### [Page extract]
SPIEGEL: The Israelis accuse you of partisanship because you have sharply criticized the government in Jerusalem for the bombing attack on a Syrian military facility in September 2007.

ElBaradei: What the Israelis did was a violation of international law. If the Israelis and the Americans had information about an illegal nuclear facility, they should have notified us immediately. The fact is that I only learned about it long after the strike was completed. And when everything was over, we were supposed to head out and search for evidence in the rubble -- a virtually impossible task.

SPIEGEL: But your inspectors did travel to Syria, and they did find suspicious evidence.

ElBaradei: Yes, traces of uranium. Where they came from is unclear. There are still questions. Syria is not giving us the transparency we require.

SPIEGEL: Isn't it an eternal cat-and-mouse game, like the one we are seeing once again in North Korea, which expelled your inspectors in April?

ElBaradei: North Korea is obsessed by the fear that the Americans want to topple their regime militarily. As far back as 1992, the foreign minister in Pyongyang gave me a two-hour lecture on how much the Americans had it in for North Korea. Their obsession was only reinforced when George W. Bush placed North Korea on his "Axis of Evil" in 2002. Pyongyang decided then to embark on the road to the bomb.

SPIEGEL: Violating the Nuclear Non-Proliferation Treaty is an attempt to blackmail the world. The regime wants economic aid and guarantees to abandon nuclear weapons in return. Should blackmail be rewarded?

ElBaradei: That's the moral dilemma. To help the starving population, we could very well be supporting a bankrupt, illegitimate regime. Nevertheless, I do believe that food aid should never be tied to political conditions.

SPIEGEL: But it is also correct that a regime that we are propping up is selling nuclear know-how on the international black market.

ElBaradei: There is that risk. As far as I'm concerned, the risk of terrorists gaining access to nuclear weapons is the greatest threat to the world. Last year alone, we had 200 cases of illicit trafficking in nuclear and radioactive substances.

### [List of tasks]
1 > In the ElBaradei interview, how many cases of illicit trafficking in nuclear and radioactive substances does ElBaradei say there were last year?
2 > Reproduce the passage of the ElBaradei interview that begins at the words "ElBaradei: What the" and stops after "virtually impossible task.".

[Referring-expression pointing data]
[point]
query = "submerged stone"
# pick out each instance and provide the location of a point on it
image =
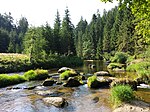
(56, 101)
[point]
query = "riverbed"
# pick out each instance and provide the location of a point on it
(80, 99)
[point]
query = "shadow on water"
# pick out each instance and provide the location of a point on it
(80, 99)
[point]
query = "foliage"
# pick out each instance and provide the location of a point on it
(7, 80)
(68, 73)
(120, 57)
(116, 65)
(141, 11)
(125, 81)
(38, 74)
(120, 94)
(142, 69)
(92, 82)
(10, 62)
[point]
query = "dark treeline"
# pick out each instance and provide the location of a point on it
(106, 34)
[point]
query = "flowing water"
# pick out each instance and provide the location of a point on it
(80, 99)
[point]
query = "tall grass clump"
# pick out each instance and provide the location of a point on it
(7, 80)
(92, 82)
(142, 69)
(38, 74)
(120, 94)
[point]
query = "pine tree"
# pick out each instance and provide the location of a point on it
(57, 36)
(67, 37)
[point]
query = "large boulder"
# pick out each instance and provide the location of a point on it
(125, 81)
(56, 101)
(98, 81)
(104, 82)
(63, 69)
(102, 73)
(49, 93)
(48, 82)
(73, 82)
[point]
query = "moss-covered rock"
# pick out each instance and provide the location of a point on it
(125, 81)
(114, 66)
(73, 82)
(48, 82)
(56, 101)
(63, 69)
(69, 73)
(102, 73)
(38, 74)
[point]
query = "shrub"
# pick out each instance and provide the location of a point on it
(120, 57)
(92, 82)
(120, 94)
(142, 69)
(116, 65)
(38, 74)
(68, 73)
(7, 80)
(125, 81)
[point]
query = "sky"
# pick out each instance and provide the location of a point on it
(38, 12)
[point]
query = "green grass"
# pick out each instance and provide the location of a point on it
(120, 94)
(13, 62)
(142, 69)
(116, 65)
(38, 74)
(7, 80)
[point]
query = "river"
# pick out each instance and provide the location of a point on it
(80, 99)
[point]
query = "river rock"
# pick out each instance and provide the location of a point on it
(50, 93)
(125, 81)
(63, 69)
(104, 82)
(102, 73)
(48, 82)
(134, 106)
(56, 101)
(72, 82)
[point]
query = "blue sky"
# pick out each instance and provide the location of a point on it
(39, 12)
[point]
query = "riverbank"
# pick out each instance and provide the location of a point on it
(134, 106)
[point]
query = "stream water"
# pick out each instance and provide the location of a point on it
(80, 99)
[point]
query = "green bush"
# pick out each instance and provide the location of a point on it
(68, 73)
(116, 65)
(38, 74)
(142, 69)
(13, 62)
(92, 82)
(120, 94)
(120, 57)
(7, 80)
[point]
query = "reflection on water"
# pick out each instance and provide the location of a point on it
(98, 66)
(80, 99)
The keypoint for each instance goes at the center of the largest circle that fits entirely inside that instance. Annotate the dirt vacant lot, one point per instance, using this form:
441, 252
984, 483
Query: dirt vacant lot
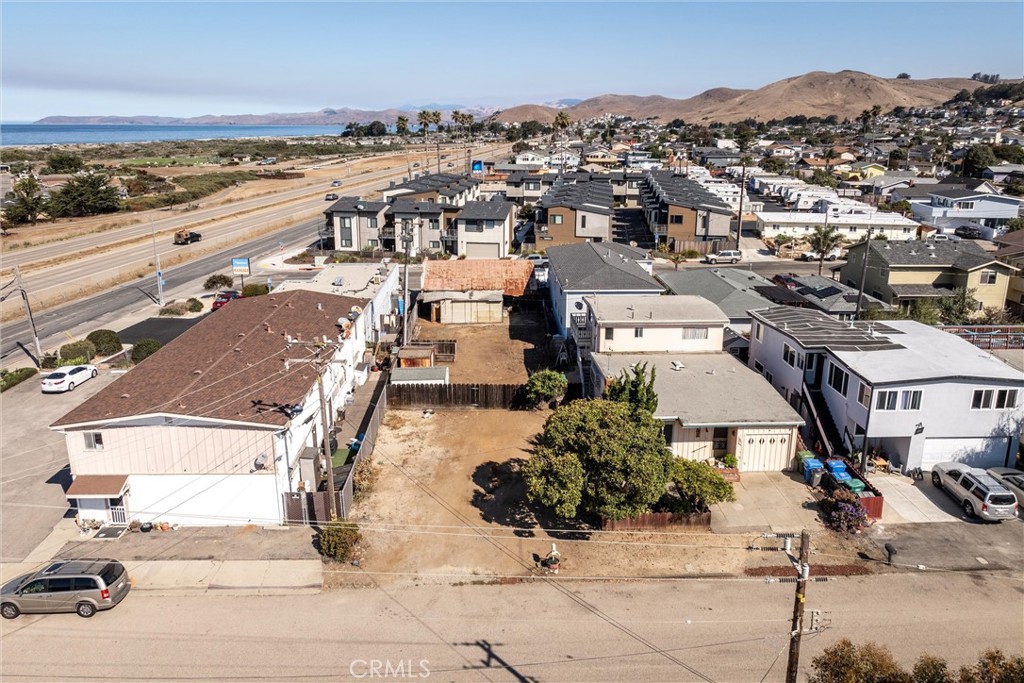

### [Exercise solutions]
1 > 200 cases.

2 >
ElBaradei: What the Israelis did was a violation of international law. If the Israelis and the Americans had information about an illegal nuclear facility, they should have notified us immediately. The fact is that I only learned about it long after the strike was completed. And when everything was over, we were supposed to head out and search for evidence in the rubble -- a virtually impossible task.